Position identification records

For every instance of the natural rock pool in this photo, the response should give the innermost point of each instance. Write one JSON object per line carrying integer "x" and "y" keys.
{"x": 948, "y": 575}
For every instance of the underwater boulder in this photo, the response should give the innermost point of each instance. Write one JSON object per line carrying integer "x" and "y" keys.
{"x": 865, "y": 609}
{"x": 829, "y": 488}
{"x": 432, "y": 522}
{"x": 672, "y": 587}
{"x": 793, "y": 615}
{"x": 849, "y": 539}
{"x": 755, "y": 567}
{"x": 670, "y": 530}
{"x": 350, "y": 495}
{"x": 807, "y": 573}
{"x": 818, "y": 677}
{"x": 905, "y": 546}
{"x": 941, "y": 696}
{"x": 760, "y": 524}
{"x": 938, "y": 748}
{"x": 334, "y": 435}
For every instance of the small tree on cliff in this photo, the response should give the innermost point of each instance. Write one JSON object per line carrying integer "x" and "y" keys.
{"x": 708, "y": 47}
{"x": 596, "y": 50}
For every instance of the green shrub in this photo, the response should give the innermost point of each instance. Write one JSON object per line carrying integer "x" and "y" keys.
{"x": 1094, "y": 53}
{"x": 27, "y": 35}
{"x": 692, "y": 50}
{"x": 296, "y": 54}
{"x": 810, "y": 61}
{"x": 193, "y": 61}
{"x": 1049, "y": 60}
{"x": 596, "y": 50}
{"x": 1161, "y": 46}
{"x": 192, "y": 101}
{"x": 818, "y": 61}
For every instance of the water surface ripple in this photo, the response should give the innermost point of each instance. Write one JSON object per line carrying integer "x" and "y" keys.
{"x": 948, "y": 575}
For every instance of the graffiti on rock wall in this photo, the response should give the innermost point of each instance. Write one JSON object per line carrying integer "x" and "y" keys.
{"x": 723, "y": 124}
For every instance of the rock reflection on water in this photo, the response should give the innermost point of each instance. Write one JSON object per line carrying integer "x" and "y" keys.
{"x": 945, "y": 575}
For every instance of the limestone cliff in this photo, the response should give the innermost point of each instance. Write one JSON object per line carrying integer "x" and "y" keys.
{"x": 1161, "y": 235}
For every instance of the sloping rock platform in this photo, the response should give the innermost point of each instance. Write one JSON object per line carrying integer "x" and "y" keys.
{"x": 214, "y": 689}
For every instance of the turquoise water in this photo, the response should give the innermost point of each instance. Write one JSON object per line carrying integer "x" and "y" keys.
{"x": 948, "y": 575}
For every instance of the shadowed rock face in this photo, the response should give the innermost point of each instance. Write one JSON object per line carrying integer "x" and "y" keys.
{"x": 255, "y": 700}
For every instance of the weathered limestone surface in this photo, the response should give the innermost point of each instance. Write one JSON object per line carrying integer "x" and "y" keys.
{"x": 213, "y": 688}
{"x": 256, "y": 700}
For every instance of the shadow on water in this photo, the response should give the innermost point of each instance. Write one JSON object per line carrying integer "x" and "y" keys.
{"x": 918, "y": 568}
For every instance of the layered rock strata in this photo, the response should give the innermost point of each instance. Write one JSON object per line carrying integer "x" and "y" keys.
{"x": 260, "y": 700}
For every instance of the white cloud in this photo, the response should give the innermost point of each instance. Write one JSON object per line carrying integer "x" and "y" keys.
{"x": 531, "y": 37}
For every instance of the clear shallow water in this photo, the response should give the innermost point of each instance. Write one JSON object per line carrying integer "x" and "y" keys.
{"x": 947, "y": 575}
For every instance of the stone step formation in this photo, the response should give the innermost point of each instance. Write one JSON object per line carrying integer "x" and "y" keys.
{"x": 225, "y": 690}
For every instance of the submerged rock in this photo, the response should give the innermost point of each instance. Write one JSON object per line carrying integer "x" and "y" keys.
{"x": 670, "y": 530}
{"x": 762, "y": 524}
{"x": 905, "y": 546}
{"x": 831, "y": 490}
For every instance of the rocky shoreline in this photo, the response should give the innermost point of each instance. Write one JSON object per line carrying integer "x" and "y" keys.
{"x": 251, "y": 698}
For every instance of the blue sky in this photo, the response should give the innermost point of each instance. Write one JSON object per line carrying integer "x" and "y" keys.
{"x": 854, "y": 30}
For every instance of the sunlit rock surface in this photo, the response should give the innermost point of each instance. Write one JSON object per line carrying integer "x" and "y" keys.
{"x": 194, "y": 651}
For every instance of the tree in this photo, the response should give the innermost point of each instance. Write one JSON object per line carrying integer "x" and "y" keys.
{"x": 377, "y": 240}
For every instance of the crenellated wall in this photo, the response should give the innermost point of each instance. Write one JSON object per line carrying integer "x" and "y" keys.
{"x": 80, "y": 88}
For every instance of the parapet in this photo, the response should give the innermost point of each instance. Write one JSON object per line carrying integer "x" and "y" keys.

[Work instructions] Please copy all of the items above, reproducing each line without any change.

[Solved problem]
For every instance of the natural rock pool in this photo, the response should give the innermost point of each instance. Write one JSON object per line carrying integer "x" and "y" keys.
{"x": 948, "y": 575}
For every instance of the underwater boulder in this photo, the response should give the innermost point of each instance. Write one JSON object per line carrying integer "x" and "y" keys.
{"x": 865, "y": 609}
{"x": 829, "y": 488}
{"x": 432, "y": 522}
{"x": 672, "y": 587}
{"x": 793, "y": 615}
{"x": 849, "y": 539}
{"x": 755, "y": 567}
{"x": 670, "y": 530}
{"x": 350, "y": 495}
{"x": 807, "y": 573}
{"x": 818, "y": 677}
{"x": 905, "y": 546}
{"x": 941, "y": 696}
{"x": 760, "y": 524}
{"x": 938, "y": 748}
{"x": 334, "y": 435}
For every instance of the small tree on cliff in this photo, the response should give the innermost point of each instance. Write one JSON object per line carrying integer "x" and "y" keys.
{"x": 708, "y": 47}
{"x": 596, "y": 50}
For every instance of the green shrub in this photo, the response should give the innermost point of each instance. Write one JSON object per line carrying integer "x" and "y" keys.
{"x": 1094, "y": 53}
{"x": 27, "y": 35}
{"x": 692, "y": 50}
{"x": 296, "y": 54}
{"x": 810, "y": 61}
{"x": 193, "y": 61}
{"x": 1049, "y": 60}
{"x": 596, "y": 50}
{"x": 1161, "y": 46}
{"x": 192, "y": 101}
{"x": 818, "y": 61}
For every instance of the water surface ripple in this photo, the response should give the innermost point of each instance. Write one JSON object per line carrying integer "x" and "y" keys.
{"x": 948, "y": 575}
For every instance of the graffiti on rock wall in this photo, the response should give the innermost point of each instance. Write one JSON object per line carrying integer "x" and "y" keys.
{"x": 723, "y": 124}
For every instance of the rock reflection on water in this photo, the response should give the innermost point of each instance. Write one JSON object per line carrying integer "x" and "y" keys.
{"x": 945, "y": 575}
For every instance of the limestone cliff in this photo, the response should give the innermost point of each instance. Write one JSON object per line carrying integer "x" and "y" keys.
{"x": 1161, "y": 235}
For every instance of the sloping rock platform in this photo, the response should give the innermost point of each instance. Write one JSON object per line carrying integer "x" and "y" keys.
{"x": 214, "y": 689}
For every instance of the turquoise water in this photo, the response should give the innermost point of each instance. Write one JSON object per line carrying integer "x" and "y" keys.
{"x": 948, "y": 575}
For every instance of the shadowed rock face in this photo, the response should give the innermost point of each instance. Write one JSON object per line carrying integer "x" and "y" keys.
{"x": 255, "y": 700}
For every instance of the weathered limestone surface in this photo, the response should give the innermost point of each instance. Write one JSON object per line carrying integer "x" and "y" keys.
{"x": 213, "y": 688}
{"x": 256, "y": 700}
For every instance of the shadow on water in this photo, the response should give the innermost point of each instance. Write one JSON object per line carrying integer "x" and "y" keys.
{"x": 918, "y": 568}
For every instance of the layered rock strata in this photo, the response should give the innermost point of each instance. Write one JSON object per line carrying integer "x" and "y" keys.
{"x": 260, "y": 700}
For every instance of the white cloud in this photo, the response should give the innermost point of each instance. Write one JSON object per line carrying integer "x" and "y" keys.
{"x": 531, "y": 37}
For every instance of the clear shallow water in this photo, the response should give the innermost point of each instance. Write one JSON object per line carrying integer "x" and "y" keys.
{"x": 947, "y": 575}
For every instance of the stone step formation in this photo, the response should give the innermost point of each instance. Write one JSON object per line carrying integer "x" and "y" keys.
{"x": 225, "y": 690}
For every instance of the submerged rock in this photo, the response should give the innermost point of each instance. Write one JSON object per line carrying integer "x" and "y" keys.
{"x": 670, "y": 530}
{"x": 762, "y": 524}
{"x": 905, "y": 546}
{"x": 831, "y": 490}
For every instance of the rocky shoreline in this photo, the response should give the innermost point of each instance. Write one JSON object per line carrying integer "x" and "y" keys.
{"x": 251, "y": 698}
For every instance of the blue sky in this photo, the response should give the innermost point of each instance. Write one JSON object per line carrying integer "x" and "y" keys.
{"x": 854, "y": 30}
For every instance of the sunlit rock surface in this photo, the response should give the innermost point of each instance. Write one JSON object per line carrying integer "x" and "y" keys.
{"x": 194, "y": 651}
For every instance of the tree in this photo, the response should give the innermost point of each instance. Write one JSON object per line carrying integer "x" and "y" keys.
{"x": 377, "y": 240}
For every instance of the crenellated wall in this photo, the response should give the innermost point of each instance. Write one JSON object per line carrying integer "x" and "y" keys.
{"x": 80, "y": 88}
For every instance of the parapet in this photo, the response should give the innermost point of each instance. Write one JSON object per line carrying integer "x" and "y" keys.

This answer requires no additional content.